#### [What is needed]
Reproduce every line below verbatim, from the first to the last, omitting the pictures.

#### [Entries supplied]
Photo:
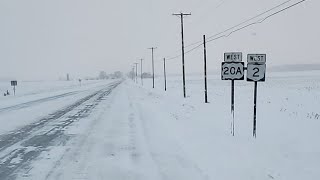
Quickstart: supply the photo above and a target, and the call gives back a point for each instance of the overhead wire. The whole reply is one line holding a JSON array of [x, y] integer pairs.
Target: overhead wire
[[200, 43]]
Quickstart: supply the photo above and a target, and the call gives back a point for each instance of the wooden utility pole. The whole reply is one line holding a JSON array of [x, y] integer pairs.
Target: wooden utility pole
[[164, 73], [205, 69], [152, 48], [136, 72], [182, 37], [141, 72]]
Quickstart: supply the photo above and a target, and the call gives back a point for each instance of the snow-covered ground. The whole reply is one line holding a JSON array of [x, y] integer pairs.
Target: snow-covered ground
[[129, 131]]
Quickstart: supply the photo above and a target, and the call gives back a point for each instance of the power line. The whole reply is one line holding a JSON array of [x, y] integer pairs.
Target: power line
[[199, 43]]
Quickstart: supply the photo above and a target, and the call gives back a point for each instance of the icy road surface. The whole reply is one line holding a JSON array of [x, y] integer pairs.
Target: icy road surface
[[120, 130]]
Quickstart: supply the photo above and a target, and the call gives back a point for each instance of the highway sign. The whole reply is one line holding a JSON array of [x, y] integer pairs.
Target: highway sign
[[14, 83], [233, 57], [232, 71], [256, 72], [256, 58]]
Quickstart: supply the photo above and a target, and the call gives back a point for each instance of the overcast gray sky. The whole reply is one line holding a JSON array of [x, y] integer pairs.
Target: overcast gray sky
[[45, 39]]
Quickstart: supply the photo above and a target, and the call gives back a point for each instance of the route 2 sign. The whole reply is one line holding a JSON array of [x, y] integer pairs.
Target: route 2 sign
[[256, 68], [256, 72], [14, 83], [233, 57], [232, 71]]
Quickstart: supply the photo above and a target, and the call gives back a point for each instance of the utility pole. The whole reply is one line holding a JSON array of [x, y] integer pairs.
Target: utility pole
[[141, 72], [136, 71], [164, 73], [183, 71], [205, 69], [152, 48], [132, 73]]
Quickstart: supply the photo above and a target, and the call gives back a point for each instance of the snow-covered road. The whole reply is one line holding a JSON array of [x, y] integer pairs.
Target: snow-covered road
[[121, 130], [107, 136]]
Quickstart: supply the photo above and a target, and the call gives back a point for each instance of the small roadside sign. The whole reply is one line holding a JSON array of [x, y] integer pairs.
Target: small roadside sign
[[233, 57], [232, 71], [256, 72], [14, 83], [256, 58]]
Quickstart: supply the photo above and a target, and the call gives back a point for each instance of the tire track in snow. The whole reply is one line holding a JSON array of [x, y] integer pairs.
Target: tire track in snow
[[34, 102], [19, 148]]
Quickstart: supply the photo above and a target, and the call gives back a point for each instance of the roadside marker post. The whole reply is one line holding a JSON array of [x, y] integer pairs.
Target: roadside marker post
[[256, 72], [232, 69], [14, 84]]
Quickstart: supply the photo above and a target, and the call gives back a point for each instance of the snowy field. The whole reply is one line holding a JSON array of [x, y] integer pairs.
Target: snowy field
[[103, 130]]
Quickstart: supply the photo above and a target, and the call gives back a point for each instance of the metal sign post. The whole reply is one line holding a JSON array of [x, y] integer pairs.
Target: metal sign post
[[232, 69], [14, 84], [256, 71]]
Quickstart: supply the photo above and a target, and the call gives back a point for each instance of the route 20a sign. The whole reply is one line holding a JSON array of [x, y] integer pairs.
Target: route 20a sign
[[232, 71]]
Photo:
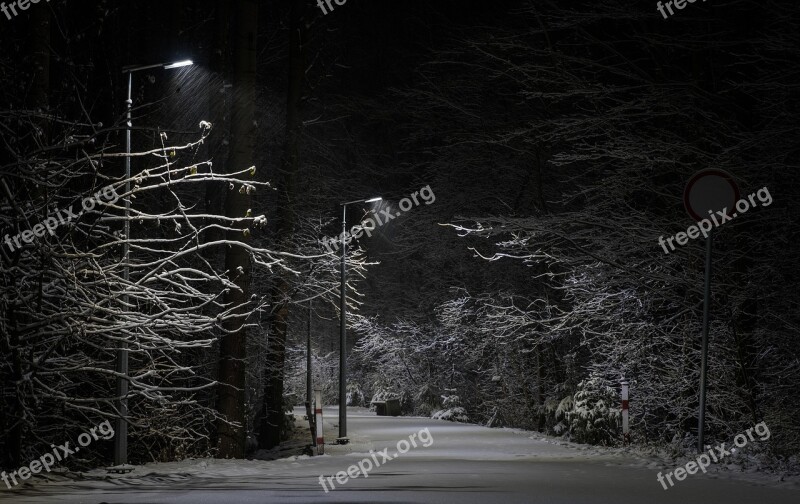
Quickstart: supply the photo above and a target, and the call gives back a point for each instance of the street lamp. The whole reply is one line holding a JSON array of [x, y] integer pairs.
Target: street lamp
[[342, 439], [121, 438]]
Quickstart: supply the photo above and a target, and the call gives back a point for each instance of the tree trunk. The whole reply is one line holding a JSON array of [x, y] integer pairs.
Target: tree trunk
[[270, 432], [232, 366]]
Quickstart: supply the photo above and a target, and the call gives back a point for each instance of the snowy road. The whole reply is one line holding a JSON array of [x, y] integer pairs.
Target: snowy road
[[463, 464]]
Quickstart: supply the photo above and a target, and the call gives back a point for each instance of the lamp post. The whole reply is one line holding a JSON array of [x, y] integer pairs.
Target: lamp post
[[121, 437], [342, 439]]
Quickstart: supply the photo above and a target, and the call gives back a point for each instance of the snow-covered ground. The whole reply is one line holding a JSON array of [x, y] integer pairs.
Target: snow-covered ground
[[462, 464]]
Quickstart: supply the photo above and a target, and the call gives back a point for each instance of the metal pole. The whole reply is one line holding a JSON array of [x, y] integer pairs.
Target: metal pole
[[121, 437], [343, 337], [704, 359], [309, 390], [626, 436]]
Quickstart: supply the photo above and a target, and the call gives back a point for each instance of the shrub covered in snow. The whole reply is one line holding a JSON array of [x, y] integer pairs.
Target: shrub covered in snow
[[591, 415], [453, 411]]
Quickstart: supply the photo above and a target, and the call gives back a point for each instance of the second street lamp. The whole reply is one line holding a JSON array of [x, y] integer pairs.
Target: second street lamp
[[121, 437], [342, 439]]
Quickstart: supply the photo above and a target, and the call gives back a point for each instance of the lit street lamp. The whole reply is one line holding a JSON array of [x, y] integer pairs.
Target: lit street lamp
[[121, 438], [342, 439]]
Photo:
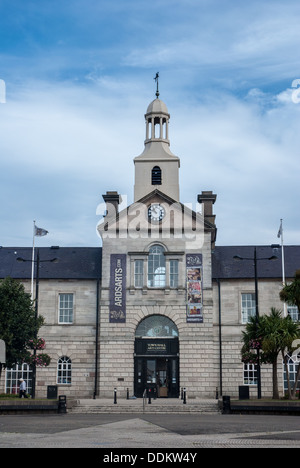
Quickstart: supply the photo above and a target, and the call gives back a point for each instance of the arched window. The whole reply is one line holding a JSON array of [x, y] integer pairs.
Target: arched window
[[156, 267], [293, 363], [64, 370], [156, 326], [156, 176]]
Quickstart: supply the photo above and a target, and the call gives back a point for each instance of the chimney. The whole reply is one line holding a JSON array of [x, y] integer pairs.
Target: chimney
[[208, 198], [112, 200]]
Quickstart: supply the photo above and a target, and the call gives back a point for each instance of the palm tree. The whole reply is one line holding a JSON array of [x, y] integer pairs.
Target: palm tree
[[274, 334]]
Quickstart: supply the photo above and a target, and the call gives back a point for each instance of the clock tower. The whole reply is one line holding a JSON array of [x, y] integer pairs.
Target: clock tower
[[157, 167]]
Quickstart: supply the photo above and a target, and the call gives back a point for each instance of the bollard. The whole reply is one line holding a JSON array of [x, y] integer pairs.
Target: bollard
[[226, 405], [149, 396], [62, 404]]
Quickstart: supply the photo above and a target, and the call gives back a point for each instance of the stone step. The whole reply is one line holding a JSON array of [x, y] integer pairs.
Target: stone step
[[137, 406]]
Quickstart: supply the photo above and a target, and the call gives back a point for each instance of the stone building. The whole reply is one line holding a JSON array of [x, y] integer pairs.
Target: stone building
[[160, 304]]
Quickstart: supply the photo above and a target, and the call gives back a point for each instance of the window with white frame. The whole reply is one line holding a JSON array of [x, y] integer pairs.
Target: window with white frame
[[293, 363], [248, 307], [250, 374], [293, 312], [66, 308], [14, 374], [138, 273], [64, 370], [174, 273], [156, 267]]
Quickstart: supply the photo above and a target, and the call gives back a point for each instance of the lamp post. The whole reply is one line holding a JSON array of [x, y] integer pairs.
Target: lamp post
[[255, 260], [37, 280]]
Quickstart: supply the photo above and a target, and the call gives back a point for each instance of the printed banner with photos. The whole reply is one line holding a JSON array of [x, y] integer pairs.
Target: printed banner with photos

#### [Task output]
Photo:
Quickstart: supply the photo above and a target, and the call gives back a point for each instance of the overhead wire. The whole reply is one line holding a JSON array of [x, y] integer pairs.
Target: overhead wire
[[200, 43]]
Quickstart: supply the photo above and a target, and the call gives back a point for each instance of the wooden utility pole. The whole reply is one line holding a JSON array of [x, y] integer pairs.
Target: wooden utility pole
[[164, 73], [205, 69], [152, 48], [136, 72], [182, 37], [141, 72]]
Quickstart: supply the photo above and a target, and the call gives back a point for each instance of the snow-covered ground. The whole reply is one line holding a JSON array of [x, y] integer pairs.
Target: snow-covered ground
[[129, 131]]
Quickstart: supply the photo above and a target, and the call gives back a point for each instance of the power line. The whole reply is one line holding a JSON array of [x, y] integer pairs.
Target: power line
[[199, 43]]
Quickstart: supply the photo above and a target, and the call gives back a point for each instance of the icy road surface. The whole reply is one line holding a JSON array of [x, y] integer pairs.
Target: icy road surface
[[120, 130]]
Quickstart: supply the photo above and a target, and the call gives back a point for each instance of the highway sign. The whole reply is one line holding a JSON array of [x, y] integer pairs.
Target: highway sign
[[14, 83], [233, 57], [232, 71], [256, 72], [256, 58]]
Quickstart: supply the photo above and a target, and the call gives back a point for each instance of the overcast gray sky. The whole reply is one line holding a JSON array of [x, y] integer pairs.
Target: overcast gray sky
[[45, 39]]
Quickstart: supply the photo above and a target, and the call gives back a point for each instance of the route 2 sign. The whole reply is one line holding a JSON array of [x, y] integer pairs.
Target: route 2 sign
[[256, 68], [256, 72], [14, 83], [233, 57], [232, 71]]
Quickstart: supply the photo above and a target, and the call gives back a point for each instance of the utility pole. The whole reply is one line holding a JSON array of [x, y] integer pairs.
Target: utility pole
[[141, 72], [136, 71], [164, 73], [183, 71], [205, 69], [152, 48], [132, 73]]
Quickstart: supply the photo above and a target, and the call gives back a point for each instance of the snow-covered road. The whole reply is one line holding a JSON array of [x, y] integer pairs.
Target: snow-covered road
[[121, 130], [107, 136]]
Quickstart: supply the photo above and a target, and the call gives back a point for each instance of the small roadside sign. The whole reply is one line holding a JSON array of [x, y] integer pairs.
Target: small roadside sign
[[233, 57], [232, 71], [256, 72], [14, 83], [256, 58]]
Quickstart: supply the photo above and a target, and the call gives back a point for each instance of the tire track in snow. The whole reply is one line holding a JSON array of [x, y] integer pairs.
Target: tire track in snow
[[34, 102], [19, 148]]
Quickstart: supply the photo above and a target, and the call gives back a point for each instance of the roadside marker post. The whole reply is one line holding a JSON array of [x, y] integer pairs.
Target: roadside marker post
[[256, 72], [232, 69], [14, 84]]
Quickstart: supply the photo above and a target, and the call gives back a point for each instance of the snowy field. The whole reply is one line holding a JSON array of [x, y] integer pairs.
Target: snowy field
[[103, 130]]
Quickstart: supply the photo above and a target, and the call gives back a point for each instance of the metal sign post. The whole reply is one line holding a JSON array of [x, y] integer pairs.
Target: metal sign post
[[232, 69], [14, 84], [256, 71]]
Quickstart: supply the photo above and a target, and the call gives back a point for each instance of the route 20a sign. The whole reply is one line holding a JSON array of [x, y] integer pairs.
Target: route 20a sign
[[232, 71]]
Photo:
Quickstart: supply the photo above and a target, and the call gives back a point for each instance of the street lamp. The whole reply is one line holding a JSON array of [x, y] integer pairs.
Target: street lamp
[[342, 439], [121, 438]]
Quickstart: supply the photo above and a target, and the call gives back a point for each instance of the tree trunk. The whole reply is one line holding a JSON array of [x, y] integer pairs.
Target: tree trunk
[[270, 432], [232, 366]]
Quickstart: supply the photo above and a target, and the call gives back a point for each instance of the snowy road. The whole reply is one line holding a JSON array of [x, y] integer pairs.
Target: snowy road
[[463, 464]]
Quickstart: supply the photo above and a target, and the call gives back a point for each instance of the lamp post. The whole reply is one line holding a JSON array of [x, y] integer pairs.
Target: lamp post
[[121, 437], [342, 439]]
Quickstart: supply the photo above and a target, and the call gives back a point for each instance of the snow-covered ground. The whole reply is one line holding a JSON array of [x, y] integer pairs.
Target: snow-covered ground
[[462, 464]]
Quickstart: supply the photo above and a target, and the call gives back a point for each instance of the metal pole. The whole reply is one line holding a JSON array of [x, y] integer pairs.
Target: metal pole
[[121, 437], [343, 337], [704, 359], [309, 390], [626, 436]]
Quickstart: supply the photo above and a target, and the call gives back a point for each instance of the shrub covered in snow. The whole reply is one line holding a JSON array of [x, y] integer pairs.
Target: shrub covered in snow
[[591, 415], [453, 411]]
Quickstart: supply the photo above and a target, and the call gives back a point for each instance of the second street lamp. The whole reply is one line holding a JSON array of [x, y] integer pairs.
Target: second street lamp
[[121, 437], [342, 439]]
Quickstart: supply the photo above and a target, and the call gives back a point for each instance of the lit street lamp. The whole reply is one line holding a JSON array of [x, y] integer pairs.
Target: lit street lamp
[[121, 438], [342, 439]]
Photo:
Quickstart: supply the photo above and a target, and the call gives back a point for each instance of the arched window. The whole reply is one line holding a JSON array of [x, y] integer pairs.
Target: arched window
[[156, 267], [293, 363], [64, 370], [156, 326], [156, 176]]
Quickstart: supply the photo above and a target, and the call gives back a point for each instance of the chimney. The whole reply is one line holding a JSON array of [x, y] integer pairs.
Target: chimney
[[208, 198], [112, 200]]
Quickstart: supply the photo above and a target, and the call gives back a point for each instance of the palm tree. The whole reply is one line holding a JSON array of [x, y] integer pairs.
Target: palm tree
[[274, 334]]
Quickstart: supply the photo above and a target, and the call gives back a point for each instance of the clock tower. The whole reply is one line holding a JSON array of [x, y] integer pairs.
Target: clock tower
[[157, 167]]
Quickstart: supply the photo above and a target, and the call gives back a point for each instance of the bollard. The whole reply is one line holding a JSON array of [x, y] integer pairs.
Target: bollard
[[226, 405], [149, 396], [62, 404]]
Quickstart: supply the photo above and a target, and the call gives back a point for each instance of the stone step. The whole reply is one line holding a JSON array of [x, y] integer pairs.
Target: stone step
[[137, 406]]
Quickstart: supply the photo above and a target, and the call gives back a point for each instance of the stone building. The whole reply is one line holding a JSON array of [x, y] integer pairs.
Target: stone building
[[160, 304]]
Quickstart: supply the photo above and a target, and the call gives back a point for each instance of the window with white frame. The whole reply is one line holding a JSON array of [x, y] integer pairs.
Target: window with white frame
[[293, 363], [248, 307], [250, 374], [293, 312], [66, 308], [14, 374], [138, 273], [64, 370], [174, 273], [156, 267]]
Quickstart: supply the photo above and a target, and the call gives back a point for each instance of the lamp post. The whole reply is one line holding a JSON array of [x, y] integer pairs.
Target: lamp post
[[255, 260], [37, 280]]
Quickstart: supply the photo above and a target, and the call gives back a point for each instance of the printed banner with photos. The whole reply is one line holding a JSON array of [x, y] integer pairs.
Target: printed banner with photos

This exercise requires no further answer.